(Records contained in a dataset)
= = = =

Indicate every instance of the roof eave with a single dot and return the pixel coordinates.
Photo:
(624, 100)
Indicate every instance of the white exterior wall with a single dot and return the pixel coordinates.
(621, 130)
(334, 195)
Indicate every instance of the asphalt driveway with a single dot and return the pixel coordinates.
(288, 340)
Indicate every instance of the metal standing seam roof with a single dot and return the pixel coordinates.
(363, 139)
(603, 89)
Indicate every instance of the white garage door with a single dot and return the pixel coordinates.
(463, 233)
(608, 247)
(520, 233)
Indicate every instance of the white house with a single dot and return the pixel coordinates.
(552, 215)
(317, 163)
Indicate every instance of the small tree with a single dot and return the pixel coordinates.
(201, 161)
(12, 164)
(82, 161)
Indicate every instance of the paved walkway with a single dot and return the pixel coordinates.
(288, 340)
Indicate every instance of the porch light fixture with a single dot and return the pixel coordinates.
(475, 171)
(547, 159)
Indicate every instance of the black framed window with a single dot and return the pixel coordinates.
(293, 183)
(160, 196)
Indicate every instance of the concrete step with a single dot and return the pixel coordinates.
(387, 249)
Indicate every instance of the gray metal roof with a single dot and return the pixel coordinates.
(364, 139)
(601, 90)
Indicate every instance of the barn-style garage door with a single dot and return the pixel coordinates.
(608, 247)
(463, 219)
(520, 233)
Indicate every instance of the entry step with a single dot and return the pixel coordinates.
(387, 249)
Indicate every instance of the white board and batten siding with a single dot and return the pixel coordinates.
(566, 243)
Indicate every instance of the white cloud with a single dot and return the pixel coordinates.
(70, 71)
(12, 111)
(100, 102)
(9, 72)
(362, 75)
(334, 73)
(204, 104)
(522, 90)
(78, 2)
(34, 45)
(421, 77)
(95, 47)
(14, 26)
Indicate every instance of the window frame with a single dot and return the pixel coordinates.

= = = =

EXERCISE DESCRIPTION: Give back exactly the lines from the one that contains "Indicate every instance of the white board" to the end of the data above, both of those lines included.

WRITTEN RESPONSE:
Indicate every instance of the white board and batten siding with a single dot and return the pixel coordinates.
(566, 243)
Indicate every instance of the white cloud with a single dot and return the pixel coordinates.
(70, 71)
(12, 111)
(100, 102)
(9, 72)
(362, 75)
(334, 73)
(204, 104)
(522, 90)
(78, 2)
(34, 45)
(421, 77)
(95, 47)
(14, 26)
Indicate every instance of the window frame with a single dot and return the pixel coordinates.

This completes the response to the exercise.